**Problem statement:** Go through the records and filter out every line lacking the word "track"; copy the lines that remain.

**Supplied data:**
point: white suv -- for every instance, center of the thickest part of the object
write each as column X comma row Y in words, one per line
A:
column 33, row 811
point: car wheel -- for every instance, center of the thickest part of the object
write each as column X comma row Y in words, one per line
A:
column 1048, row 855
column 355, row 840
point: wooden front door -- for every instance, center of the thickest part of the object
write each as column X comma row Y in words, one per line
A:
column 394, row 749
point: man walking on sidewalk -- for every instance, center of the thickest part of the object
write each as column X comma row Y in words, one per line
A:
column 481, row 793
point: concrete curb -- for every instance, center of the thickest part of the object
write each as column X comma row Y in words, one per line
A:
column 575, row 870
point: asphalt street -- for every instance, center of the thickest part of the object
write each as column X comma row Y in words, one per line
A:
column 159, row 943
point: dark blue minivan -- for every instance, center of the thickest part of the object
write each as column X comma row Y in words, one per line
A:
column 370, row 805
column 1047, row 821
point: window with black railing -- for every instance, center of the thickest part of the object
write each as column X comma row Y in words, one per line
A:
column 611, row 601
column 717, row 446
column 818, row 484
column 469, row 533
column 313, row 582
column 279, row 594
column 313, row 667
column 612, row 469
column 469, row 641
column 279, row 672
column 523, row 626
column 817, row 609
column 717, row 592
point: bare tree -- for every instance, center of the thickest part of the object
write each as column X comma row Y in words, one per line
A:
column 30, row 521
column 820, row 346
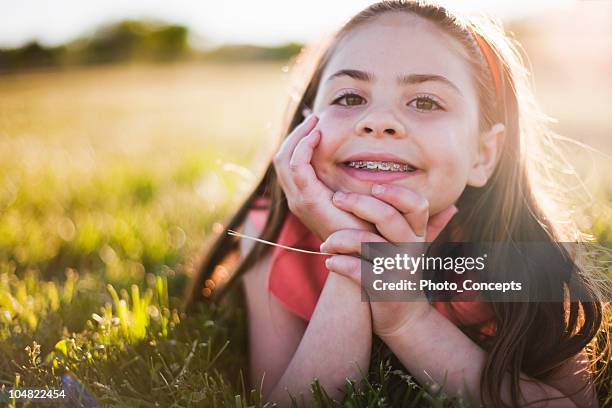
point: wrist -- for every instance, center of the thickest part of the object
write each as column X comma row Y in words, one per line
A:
column 419, row 312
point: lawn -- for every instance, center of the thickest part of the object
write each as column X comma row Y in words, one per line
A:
column 111, row 180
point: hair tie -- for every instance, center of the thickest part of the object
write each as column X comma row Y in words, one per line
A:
column 491, row 61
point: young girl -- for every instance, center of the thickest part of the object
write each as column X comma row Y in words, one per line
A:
column 421, row 128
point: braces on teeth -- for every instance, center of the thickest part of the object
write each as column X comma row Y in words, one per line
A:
column 373, row 165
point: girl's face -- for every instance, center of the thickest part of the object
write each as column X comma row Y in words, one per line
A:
column 398, row 90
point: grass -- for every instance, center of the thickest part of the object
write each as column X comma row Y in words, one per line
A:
column 111, row 179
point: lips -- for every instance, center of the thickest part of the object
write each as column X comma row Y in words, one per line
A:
column 373, row 156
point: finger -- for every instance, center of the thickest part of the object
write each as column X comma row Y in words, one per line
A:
column 439, row 221
column 411, row 204
column 391, row 224
column 284, row 153
column 346, row 265
column 301, row 169
column 348, row 241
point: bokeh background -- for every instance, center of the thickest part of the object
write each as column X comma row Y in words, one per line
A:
column 130, row 131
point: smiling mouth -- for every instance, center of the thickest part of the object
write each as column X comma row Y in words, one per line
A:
column 375, row 165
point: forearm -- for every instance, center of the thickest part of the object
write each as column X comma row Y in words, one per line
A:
column 432, row 348
column 336, row 344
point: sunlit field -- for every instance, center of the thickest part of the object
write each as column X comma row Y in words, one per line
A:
column 111, row 180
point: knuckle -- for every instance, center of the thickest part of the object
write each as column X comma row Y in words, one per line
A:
column 388, row 215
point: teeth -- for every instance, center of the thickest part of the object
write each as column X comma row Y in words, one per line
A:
column 380, row 165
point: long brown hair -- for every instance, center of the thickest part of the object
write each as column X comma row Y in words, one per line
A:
column 514, row 205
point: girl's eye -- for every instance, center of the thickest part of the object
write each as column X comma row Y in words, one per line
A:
column 426, row 103
column 351, row 99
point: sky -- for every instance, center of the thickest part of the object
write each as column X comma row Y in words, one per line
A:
column 263, row 22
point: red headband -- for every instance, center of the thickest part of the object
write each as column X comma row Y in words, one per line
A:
column 491, row 61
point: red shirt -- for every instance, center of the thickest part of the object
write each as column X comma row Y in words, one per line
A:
column 296, row 279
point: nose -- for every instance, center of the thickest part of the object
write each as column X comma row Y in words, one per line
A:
column 380, row 123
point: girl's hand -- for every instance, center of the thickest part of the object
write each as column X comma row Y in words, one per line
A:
column 400, row 215
column 307, row 196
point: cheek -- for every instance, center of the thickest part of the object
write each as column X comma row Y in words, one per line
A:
column 450, row 150
column 448, row 157
column 334, row 132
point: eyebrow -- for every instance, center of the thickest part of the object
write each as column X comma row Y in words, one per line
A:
column 411, row 79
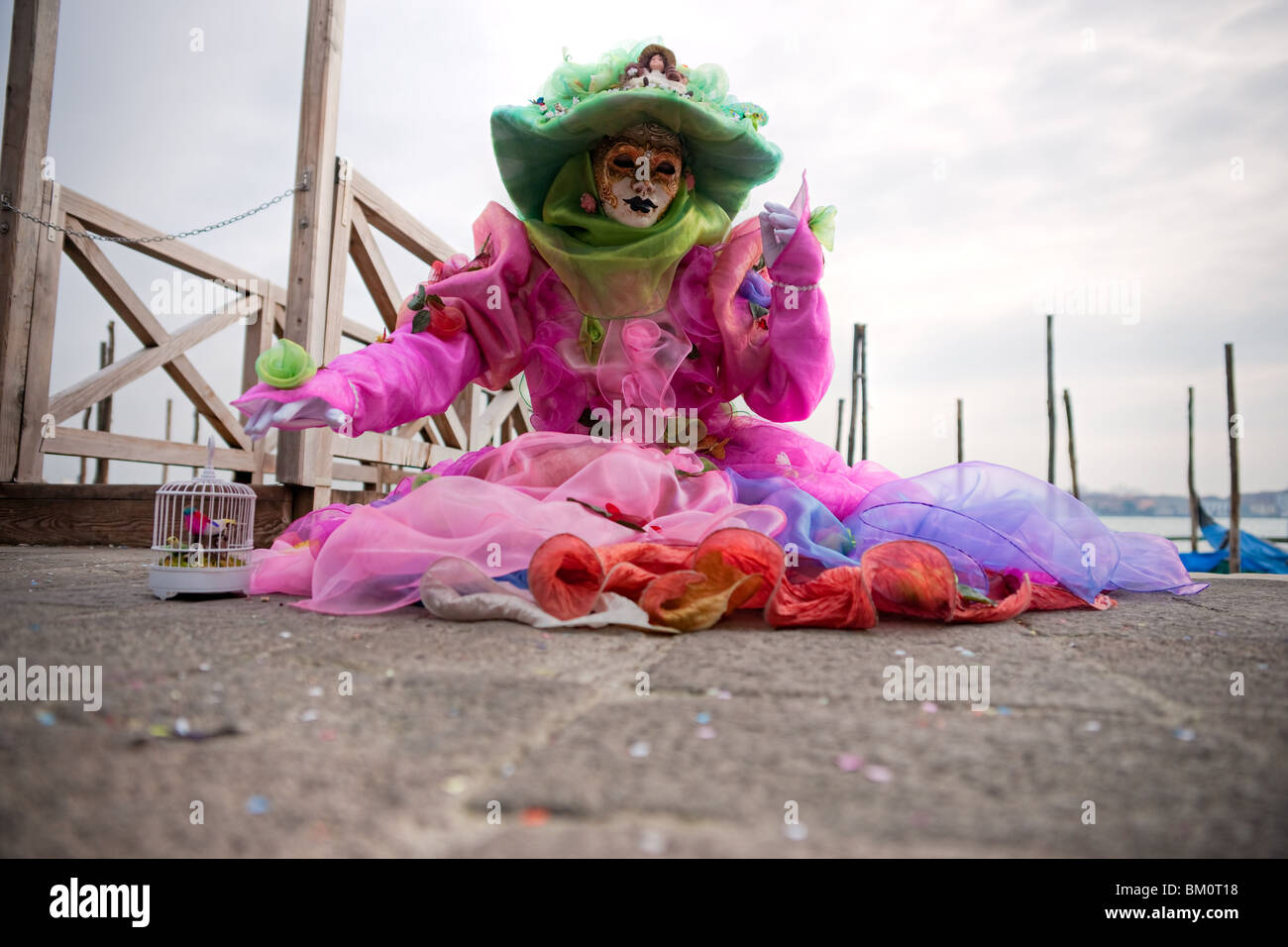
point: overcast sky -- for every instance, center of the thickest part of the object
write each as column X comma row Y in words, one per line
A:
column 987, row 158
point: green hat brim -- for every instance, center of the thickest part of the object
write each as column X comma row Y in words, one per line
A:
column 726, row 155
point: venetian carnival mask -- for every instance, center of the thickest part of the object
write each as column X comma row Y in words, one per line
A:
column 638, row 172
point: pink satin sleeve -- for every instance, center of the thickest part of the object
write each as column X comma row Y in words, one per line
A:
column 384, row 384
column 419, row 373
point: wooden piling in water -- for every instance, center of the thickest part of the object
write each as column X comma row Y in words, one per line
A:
column 1189, row 479
column 854, row 392
column 1235, row 431
column 1073, row 457
column 1050, row 401
column 863, row 388
column 960, row 423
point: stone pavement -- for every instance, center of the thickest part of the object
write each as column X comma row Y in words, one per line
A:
column 1129, row 709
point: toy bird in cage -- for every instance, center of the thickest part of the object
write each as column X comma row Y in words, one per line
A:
column 200, row 526
column 207, row 528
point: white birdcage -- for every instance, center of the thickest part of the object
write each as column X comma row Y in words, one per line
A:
column 202, row 535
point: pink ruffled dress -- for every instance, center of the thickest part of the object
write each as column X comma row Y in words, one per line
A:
column 725, row 331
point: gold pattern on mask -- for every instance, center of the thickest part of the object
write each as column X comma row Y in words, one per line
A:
column 648, row 157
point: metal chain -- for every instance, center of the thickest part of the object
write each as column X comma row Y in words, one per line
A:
column 160, row 237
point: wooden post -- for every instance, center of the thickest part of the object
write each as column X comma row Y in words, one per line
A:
column 80, row 478
column 1234, row 431
column 26, row 136
column 1050, row 401
column 168, row 418
column 863, row 388
column 106, row 356
column 854, row 392
column 1073, row 455
column 960, row 433
column 1194, row 496
column 304, row 457
column 37, row 423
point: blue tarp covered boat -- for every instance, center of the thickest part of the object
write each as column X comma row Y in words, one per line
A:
column 1254, row 553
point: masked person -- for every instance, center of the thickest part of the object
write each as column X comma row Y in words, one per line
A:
column 638, row 312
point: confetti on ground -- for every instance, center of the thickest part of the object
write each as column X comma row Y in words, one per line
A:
column 454, row 785
column 652, row 843
column 877, row 774
column 535, row 815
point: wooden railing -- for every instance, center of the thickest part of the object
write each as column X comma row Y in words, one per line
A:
column 373, row 459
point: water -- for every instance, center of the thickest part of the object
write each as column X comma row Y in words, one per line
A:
column 1265, row 527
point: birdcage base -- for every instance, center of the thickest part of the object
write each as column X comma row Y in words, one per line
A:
column 167, row 581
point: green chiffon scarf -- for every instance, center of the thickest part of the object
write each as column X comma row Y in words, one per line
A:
column 614, row 270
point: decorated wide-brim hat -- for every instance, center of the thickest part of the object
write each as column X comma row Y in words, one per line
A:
column 583, row 102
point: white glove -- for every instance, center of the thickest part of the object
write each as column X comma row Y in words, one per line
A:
column 307, row 412
column 777, row 227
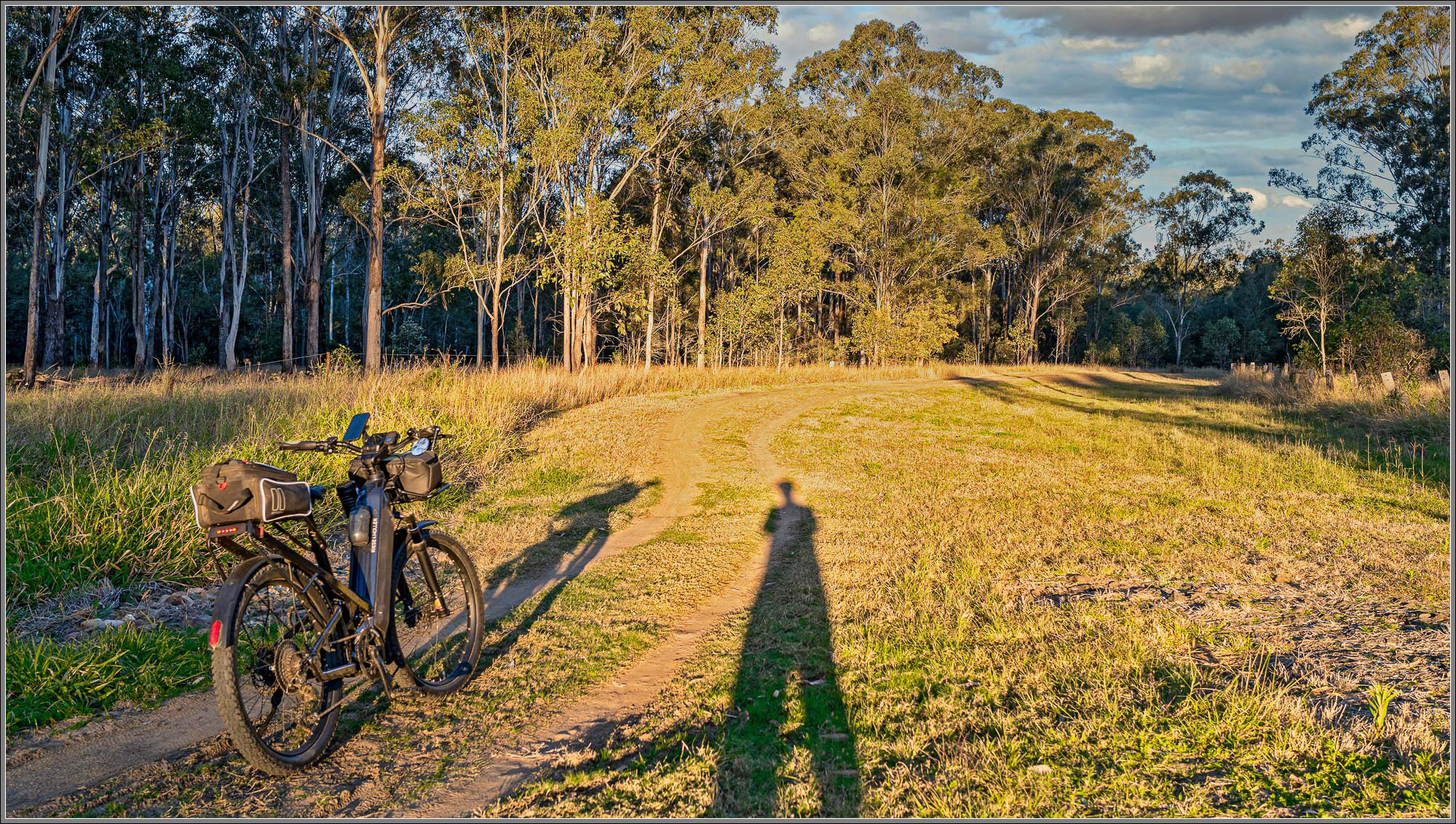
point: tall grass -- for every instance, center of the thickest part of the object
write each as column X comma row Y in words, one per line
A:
column 100, row 474
column 1406, row 432
column 49, row 682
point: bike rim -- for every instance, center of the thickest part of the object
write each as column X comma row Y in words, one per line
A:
column 435, row 640
column 276, row 631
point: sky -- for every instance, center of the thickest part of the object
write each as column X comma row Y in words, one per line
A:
column 1219, row 88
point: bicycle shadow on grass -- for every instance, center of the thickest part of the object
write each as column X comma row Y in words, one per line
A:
column 569, row 550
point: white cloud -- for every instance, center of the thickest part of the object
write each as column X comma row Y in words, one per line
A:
column 1241, row 69
column 1262, row 202
column 1094, row 44
column 823, row 33
column 1150, row 71
column 1348, row 27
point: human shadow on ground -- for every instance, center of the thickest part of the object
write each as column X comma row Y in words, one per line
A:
column 790, row 713
column 787, row 730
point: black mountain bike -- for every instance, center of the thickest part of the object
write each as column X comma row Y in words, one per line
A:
column 288, row 631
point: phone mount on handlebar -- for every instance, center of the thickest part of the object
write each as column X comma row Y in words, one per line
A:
column 356, row 430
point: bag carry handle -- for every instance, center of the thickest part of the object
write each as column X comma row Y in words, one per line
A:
column 216, row 507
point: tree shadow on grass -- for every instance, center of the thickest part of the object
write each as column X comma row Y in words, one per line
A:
column 790, row 713
column 1291, row 427
column 788, row 729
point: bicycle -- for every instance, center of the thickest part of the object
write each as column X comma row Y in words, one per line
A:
column 288, row 633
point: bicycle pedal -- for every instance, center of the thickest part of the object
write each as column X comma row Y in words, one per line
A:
column 384, row 676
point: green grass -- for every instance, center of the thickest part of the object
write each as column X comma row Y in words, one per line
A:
column 49, row 682
column 104, row 471
column 946, row 689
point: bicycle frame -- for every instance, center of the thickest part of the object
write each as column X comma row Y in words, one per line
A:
column 359, row 612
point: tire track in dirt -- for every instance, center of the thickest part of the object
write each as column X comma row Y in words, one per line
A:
column 592, row 717
column 110, row 748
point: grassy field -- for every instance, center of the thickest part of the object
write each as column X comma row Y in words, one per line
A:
column 98, row 478
column 1077, row 595
column 1023, row 593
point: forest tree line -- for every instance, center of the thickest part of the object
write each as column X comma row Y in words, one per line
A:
column 644, row 186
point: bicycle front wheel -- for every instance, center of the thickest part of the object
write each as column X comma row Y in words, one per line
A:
column 438, row 624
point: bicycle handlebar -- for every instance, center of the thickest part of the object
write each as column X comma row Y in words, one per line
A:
column 382, row 443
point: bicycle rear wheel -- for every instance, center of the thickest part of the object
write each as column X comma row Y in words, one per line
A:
column 276, row 710
column 438, row 624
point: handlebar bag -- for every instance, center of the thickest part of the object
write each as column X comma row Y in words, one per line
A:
column 416, row 475
column 240, row 491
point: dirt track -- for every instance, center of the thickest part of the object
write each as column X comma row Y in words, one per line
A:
column 108, row 749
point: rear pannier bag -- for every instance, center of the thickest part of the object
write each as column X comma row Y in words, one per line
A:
column 240, row 491
column 416, row 475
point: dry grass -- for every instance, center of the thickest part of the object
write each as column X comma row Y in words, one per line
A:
column 1074, row 595
column 1053, row 593
column 100, row 474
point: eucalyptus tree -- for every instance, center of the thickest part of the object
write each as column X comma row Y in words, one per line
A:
column 1384, row 135
column 615, row 90
column 1320, row 279
column 391, row 47
column 1202, row 229
column 885, row 151
column 1061, row 175
column 33, row 315
column 475, row 173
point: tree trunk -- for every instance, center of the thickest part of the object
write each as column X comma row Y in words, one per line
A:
column 33, row 315
column 375, row 312
column 703, row 304
column 56, row 295
column 286, row 242
column 103, row 274
column 480, row 330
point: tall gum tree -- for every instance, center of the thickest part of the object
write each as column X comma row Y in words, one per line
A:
column 1202, row 229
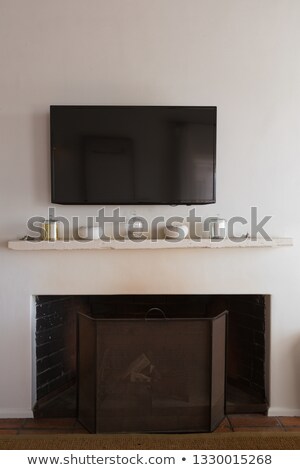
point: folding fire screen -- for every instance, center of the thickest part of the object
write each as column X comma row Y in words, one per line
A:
column 138, row 374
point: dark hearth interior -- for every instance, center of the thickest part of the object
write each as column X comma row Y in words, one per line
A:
column 59, row 357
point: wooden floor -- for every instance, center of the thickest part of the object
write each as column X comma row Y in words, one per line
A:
column 232, row 423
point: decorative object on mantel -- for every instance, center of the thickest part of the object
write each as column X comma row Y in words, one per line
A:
column 217, row 228
column 90, row 232
column 128, row 244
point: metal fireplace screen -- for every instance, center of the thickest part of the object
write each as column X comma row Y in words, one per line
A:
column 158, row 375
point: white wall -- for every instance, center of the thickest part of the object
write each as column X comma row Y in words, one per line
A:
column 240, row 55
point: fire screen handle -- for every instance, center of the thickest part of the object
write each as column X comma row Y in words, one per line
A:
column 155, row 309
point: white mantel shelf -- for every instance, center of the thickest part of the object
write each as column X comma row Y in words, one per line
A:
column 22, row 245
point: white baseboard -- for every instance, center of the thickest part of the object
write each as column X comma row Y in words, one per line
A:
column 273, row 411
column 15, row 413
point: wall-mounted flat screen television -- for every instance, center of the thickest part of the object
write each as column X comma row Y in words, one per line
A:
column 133, row 154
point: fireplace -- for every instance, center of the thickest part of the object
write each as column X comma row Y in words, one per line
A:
column 246, row 383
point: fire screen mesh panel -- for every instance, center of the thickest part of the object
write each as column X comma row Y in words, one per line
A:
column 151, row 375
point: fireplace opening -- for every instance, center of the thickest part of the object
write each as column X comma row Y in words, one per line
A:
column 246, row 347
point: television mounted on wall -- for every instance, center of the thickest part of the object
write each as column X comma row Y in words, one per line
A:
column 133, row 154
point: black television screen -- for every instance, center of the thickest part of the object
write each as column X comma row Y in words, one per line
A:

**Response:**
point: tire track in dirt -- for every instance, center of the thickest part of the object
point: dirt track -- for every instance, center of the thickest part of the object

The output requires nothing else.